▶ EXERCISE DETAILS: Take the line that contains "Target phrase = green tree" and all lines after it, up to and including the last line of the data, and write them out exactly; nothing else belongs in the answer.

________________________________________

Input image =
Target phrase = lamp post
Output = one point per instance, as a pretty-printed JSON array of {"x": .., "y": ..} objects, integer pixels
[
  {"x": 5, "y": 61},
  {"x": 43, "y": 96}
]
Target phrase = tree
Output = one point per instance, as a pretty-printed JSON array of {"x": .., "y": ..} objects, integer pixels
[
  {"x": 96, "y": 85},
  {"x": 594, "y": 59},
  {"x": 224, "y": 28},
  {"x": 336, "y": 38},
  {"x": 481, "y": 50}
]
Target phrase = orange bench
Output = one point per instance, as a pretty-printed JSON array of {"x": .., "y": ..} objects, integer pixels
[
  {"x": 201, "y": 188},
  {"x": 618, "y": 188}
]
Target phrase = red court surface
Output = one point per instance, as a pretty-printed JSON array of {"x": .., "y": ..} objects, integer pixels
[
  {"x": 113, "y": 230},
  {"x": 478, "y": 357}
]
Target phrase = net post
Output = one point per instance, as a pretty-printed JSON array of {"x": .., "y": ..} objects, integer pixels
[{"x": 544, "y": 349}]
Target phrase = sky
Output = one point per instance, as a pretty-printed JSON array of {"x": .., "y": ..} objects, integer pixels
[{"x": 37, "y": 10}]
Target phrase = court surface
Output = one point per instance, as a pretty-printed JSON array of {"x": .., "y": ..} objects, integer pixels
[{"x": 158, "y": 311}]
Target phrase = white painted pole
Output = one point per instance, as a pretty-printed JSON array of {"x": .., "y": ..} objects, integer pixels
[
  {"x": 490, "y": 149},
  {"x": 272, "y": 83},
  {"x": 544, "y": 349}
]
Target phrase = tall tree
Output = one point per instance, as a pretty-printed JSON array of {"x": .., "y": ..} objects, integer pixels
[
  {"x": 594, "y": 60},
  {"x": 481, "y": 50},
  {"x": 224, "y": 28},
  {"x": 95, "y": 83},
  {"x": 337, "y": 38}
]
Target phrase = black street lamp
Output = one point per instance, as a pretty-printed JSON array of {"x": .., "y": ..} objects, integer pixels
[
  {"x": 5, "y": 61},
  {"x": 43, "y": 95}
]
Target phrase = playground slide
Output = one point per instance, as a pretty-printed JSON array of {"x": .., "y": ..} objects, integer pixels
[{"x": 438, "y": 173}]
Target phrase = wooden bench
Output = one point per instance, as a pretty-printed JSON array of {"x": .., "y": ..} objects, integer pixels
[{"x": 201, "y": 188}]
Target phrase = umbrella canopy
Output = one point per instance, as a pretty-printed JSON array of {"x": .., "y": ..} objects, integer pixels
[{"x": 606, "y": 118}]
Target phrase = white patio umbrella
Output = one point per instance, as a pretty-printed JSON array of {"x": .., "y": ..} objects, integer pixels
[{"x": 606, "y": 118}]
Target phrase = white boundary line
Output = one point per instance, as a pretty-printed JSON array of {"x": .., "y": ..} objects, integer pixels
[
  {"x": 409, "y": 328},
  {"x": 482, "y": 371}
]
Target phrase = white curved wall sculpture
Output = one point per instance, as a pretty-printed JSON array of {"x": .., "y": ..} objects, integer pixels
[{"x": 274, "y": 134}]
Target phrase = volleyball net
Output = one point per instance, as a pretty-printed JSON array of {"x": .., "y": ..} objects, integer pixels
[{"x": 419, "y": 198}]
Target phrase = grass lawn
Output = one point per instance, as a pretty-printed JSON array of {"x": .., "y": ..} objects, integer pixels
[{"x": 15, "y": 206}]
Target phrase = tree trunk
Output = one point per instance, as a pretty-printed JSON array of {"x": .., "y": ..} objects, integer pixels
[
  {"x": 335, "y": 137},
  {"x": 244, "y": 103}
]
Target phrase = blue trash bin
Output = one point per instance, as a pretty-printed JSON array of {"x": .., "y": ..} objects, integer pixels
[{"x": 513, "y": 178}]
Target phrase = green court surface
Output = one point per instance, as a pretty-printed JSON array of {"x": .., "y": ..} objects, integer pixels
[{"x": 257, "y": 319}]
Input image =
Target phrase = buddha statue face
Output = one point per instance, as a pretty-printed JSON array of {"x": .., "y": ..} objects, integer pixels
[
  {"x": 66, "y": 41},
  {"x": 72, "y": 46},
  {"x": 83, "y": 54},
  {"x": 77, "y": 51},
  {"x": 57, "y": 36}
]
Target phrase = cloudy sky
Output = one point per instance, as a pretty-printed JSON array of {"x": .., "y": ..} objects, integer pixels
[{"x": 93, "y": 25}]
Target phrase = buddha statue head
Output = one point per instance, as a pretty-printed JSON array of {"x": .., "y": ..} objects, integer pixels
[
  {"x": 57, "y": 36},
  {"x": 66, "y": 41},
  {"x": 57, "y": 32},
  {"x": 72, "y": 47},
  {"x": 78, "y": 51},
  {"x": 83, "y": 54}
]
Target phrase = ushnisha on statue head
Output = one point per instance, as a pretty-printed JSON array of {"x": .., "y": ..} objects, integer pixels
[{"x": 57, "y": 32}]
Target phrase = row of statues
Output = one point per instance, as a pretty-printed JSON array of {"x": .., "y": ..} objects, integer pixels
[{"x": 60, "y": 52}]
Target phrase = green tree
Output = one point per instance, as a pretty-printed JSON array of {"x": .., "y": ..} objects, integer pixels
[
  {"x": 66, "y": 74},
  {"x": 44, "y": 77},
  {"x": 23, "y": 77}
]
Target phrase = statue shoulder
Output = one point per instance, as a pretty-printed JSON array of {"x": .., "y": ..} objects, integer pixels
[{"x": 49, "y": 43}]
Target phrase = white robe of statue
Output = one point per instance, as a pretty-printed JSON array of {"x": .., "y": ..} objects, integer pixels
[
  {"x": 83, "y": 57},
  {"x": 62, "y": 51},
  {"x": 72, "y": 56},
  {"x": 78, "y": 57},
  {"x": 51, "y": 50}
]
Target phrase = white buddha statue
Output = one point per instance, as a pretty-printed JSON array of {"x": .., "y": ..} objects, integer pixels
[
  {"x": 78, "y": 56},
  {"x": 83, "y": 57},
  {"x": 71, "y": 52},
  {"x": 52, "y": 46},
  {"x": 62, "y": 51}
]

________________________________________

▶ EXERCISE OUTPUT:
Target phrase = green tree
Output = one point per instance, as a pretty-printed JSON array of {"x": .., "y": ..} objects, integer pixels
[
  {"x": 66, "y": 74},
  {"x": 44, "y": 77},
  {"x": 23, "y": 77}
]
Target phrase = statue shoulder
Output = one point per instance, as a pretty-printed JSON array of {"x": .., "y": ..} objects, integer pixels
[{"x": 49, "y": 43}]
Target phrase = white robe of statue
Output = one point per instance, as a pretty-printed JSON array of {"x": .., "y": ..} objects, integer pixels
[
  {"x": 83, "y": 57},
  {"x": 62, "y": 51},
  {"x": 72, "y": 56},
  {"x": 78, "y": 57},
  {"x": 51, "y": 50}
]
Target phrase = white buddha statue
Output = one point per instance, as a pretty-printed JSON array of {"x": .., "y": ..} objects, integer pixels
[
  {"x": 78, "y": 56},
  {"x": 83, "y": 57},
  {"x": 71, "y": 52},
  {"x": 52, "y": 46},
  {"x": 62, "y": 51}
]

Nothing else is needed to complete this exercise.